WHAT YOU HAVE TO DO: Leaving out all images, return the entries below exactly.

Dataset items:
====================
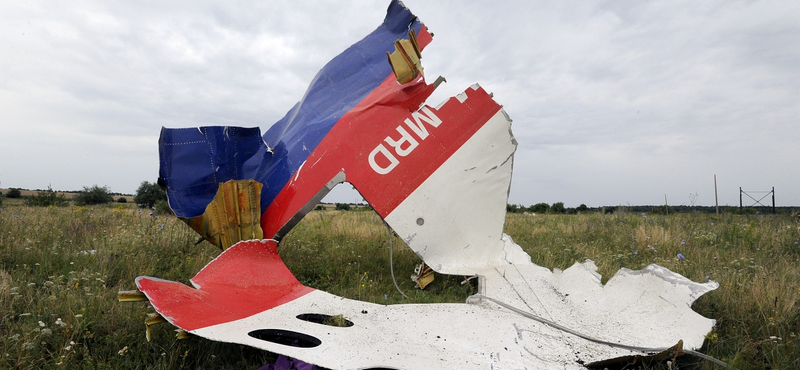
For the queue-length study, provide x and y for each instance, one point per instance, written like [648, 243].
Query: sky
[613, 102]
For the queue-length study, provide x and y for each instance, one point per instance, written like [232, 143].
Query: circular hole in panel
[285, 337]
[319, 318]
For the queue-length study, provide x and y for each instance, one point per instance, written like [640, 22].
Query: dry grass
[61, 268]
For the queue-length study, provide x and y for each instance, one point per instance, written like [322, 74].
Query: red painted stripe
[350, 142]
[245, 279]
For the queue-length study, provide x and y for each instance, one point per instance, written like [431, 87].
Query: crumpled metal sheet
[440, 176]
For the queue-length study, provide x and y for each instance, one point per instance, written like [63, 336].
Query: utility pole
[716, 199]
[773, 200]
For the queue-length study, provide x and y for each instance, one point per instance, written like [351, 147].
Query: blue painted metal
[194, 161]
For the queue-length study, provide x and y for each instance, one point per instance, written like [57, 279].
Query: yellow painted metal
[131, 296]
[405, 59]
[233, 215]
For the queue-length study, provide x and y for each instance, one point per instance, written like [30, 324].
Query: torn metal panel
[233, 215]
[481, 335]
[440, 176]
[194, 161]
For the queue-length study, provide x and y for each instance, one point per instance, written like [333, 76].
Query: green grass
[61, 269]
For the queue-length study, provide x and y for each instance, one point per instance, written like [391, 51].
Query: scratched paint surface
[426, 170]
====================
ANSWER:
For the queue-length study, provide x and y for each instance, one point per instance, written like [648, 243].
Query: sky
[613, 102]
For the queue-length study, provide x and y for each instance, one point per instance, written like [232, 143].
Query: circular hole in panel
[285, 337]
[319, 318]
For the queue-length study, provide x and y for each instance, one point per instance, written like [640, 22].
Query: dry grass
[61, 268]
For the queue-length study, provide x and y for each instance, one point per instance, written like [322, 74].
Query: red painted stripe
[350, 142]
[245, 279]
For the queue-length study, provide x and y for each instance, one point per instance, written like [431, 87].
Query: crumpled metal sheet
[440, 176]
For the queue-length study, provide x and y for each instance, one point per instance, written like [63, 336].
Query: utility pole
[716, 199]
[773, 200]
For the queue-length study, provide x and y for each instance, one point per instance, written like [351, 147].
Query: blue painted metal
[194, 161]
For the queue-length study, provide x and y for each instance, one point per instance, written like [57, 279].
Query: yellow painted metal
[131, 296]
[405, 59]
[233, 215]
For the queue-length study, provide x and y for each instance, one point per instance, written like [30, 324].
Query: torn metal panel
[233, 215]
[481, 335]
[440, 176]
[194, 161]
For the queue-length study, provide x and y for each instance, one point per instance, written like [333, 76].
Query: green grass
[61, 269]
For the queue-length study, provide x and y for each instance, one point per instance, written like [391, 51].
Query: scratched paint surface
[426, 170]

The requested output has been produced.